:: Task ::
Copy out every line of the data below that contains the string "white". Treat case as significant, so a form with different capitalization does not qualify.

:: Dataset ::

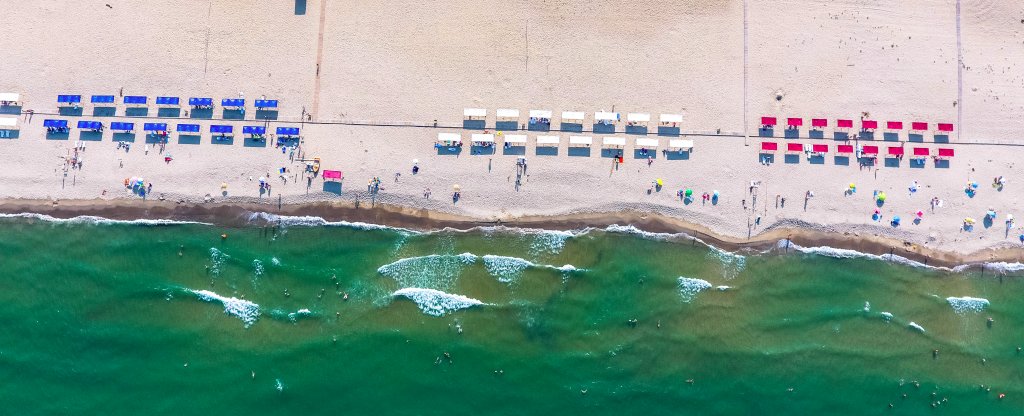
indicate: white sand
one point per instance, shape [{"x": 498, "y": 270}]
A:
[{"x": 421, "y": 61}]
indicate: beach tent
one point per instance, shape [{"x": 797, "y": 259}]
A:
[
  {"x": 613, "y": 142},
  {"x": 681, "y": 144},
  {"x": 449, "y": 138},
  {"x": 581, "y": 141},
  {"x": 647, "y": 142},
  {"x": 482, "y": 138},
  {"x": 471, "y": 113},
  {"x": 573, "y": 117},
  {"x": 638, "y": 118},
  {"x": 548, "y": 140},
  {"x": 508, "y": 114},
  {"x": 671, "y": 118},
  {"x": 515, "y": 139}
]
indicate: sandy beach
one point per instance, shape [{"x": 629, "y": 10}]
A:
[{"x": 371, "y": 91}]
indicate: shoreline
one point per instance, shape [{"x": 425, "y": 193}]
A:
[{"x": 236, "y": 214}]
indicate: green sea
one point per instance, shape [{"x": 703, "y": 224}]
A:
[{"x": 131, "y": 318}]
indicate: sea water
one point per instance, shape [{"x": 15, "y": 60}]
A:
[{"x": 122, "y": 318}]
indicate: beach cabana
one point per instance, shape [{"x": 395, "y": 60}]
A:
[
  {"x": 483, "y": 139},
  {"x": 681, "y": 144},
  {"x": 648, "y": 143},
  {"x": 673, "y": 119},
  {"x": 550, "y": 141},
  {"x": 449, "y": 139},
  {"x": 471, "y": 114},
  {"x": 264, "y": 104},
  {"x": 168, "y": 101},
  {"x": 572, "y": 117},
  {"x": 136, "y": 100},
  {"x": 581, "y": 141},
  {"x": 187, "y": 128},
  {"x": 613, "y": 142},
  {"x": 638, "y": 118},
  {"x": 69, "y": 100},
  {"x": 9, "y": 98},
  {"x": 201, "y": 102},
  {"x": 233, "y": 104},
  {"x": 515, "y": 139}
]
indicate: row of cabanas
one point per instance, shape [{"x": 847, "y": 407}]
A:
[
  {"x": 865, "y": 151},
  {"x": 866, "y": 125},
  {"x": 570, "y": 117},
  {"x": 451, "y": 139},
  {"x": 142, "y": 100}
]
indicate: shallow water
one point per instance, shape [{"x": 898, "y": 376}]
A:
[{"x": 110, "y": 319}]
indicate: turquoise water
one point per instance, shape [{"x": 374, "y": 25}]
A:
[{"x": 130, "y": 319}]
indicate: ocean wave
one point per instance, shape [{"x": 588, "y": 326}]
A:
[
  {"x": 966, "y": 303},
  {"x": 244, "y": 309},
  {"x": 435, "y": 302},
  {"x": 689, "y": 287},
  {"x": 90, "y": 219}
]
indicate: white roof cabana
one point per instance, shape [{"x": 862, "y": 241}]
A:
[
  {"x": 647, "y": 142},
  {"x": 449, "y": 138},
  {"x": 471, "y": 113},
  {"x": 616, "y": 142},
  {"x": 671, "y": 118},
  {"x": 681, "y": 144},
  {"x": 519, "y": 139},
  {"x": 548, "y": 140},
  {"x": 482, "y": 138},
  {"x": 581, "y": 141},
  {"x": 507, "y": 114}
]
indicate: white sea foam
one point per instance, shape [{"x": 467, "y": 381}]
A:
[
  {"x": 689, "y": 287},
  {"x": 244, "y": 309},
  {"x": 966, "y": 303},
  {"x": 90, "y": 219},
  {"x": 435, "y": 302}
]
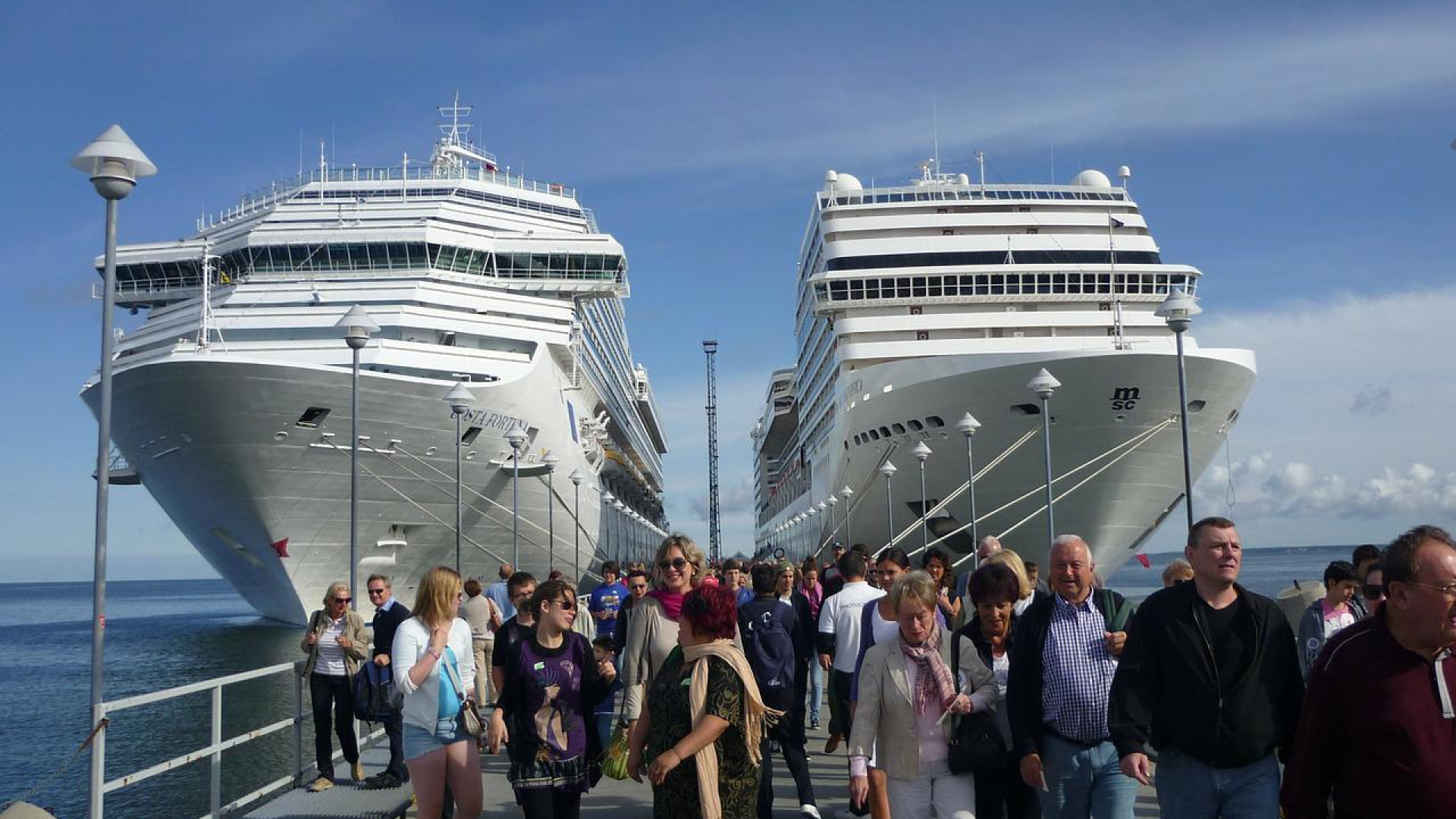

:: Finished answer ::
indicate: white sand
indicate: white roof cabana
indicate: white sea foam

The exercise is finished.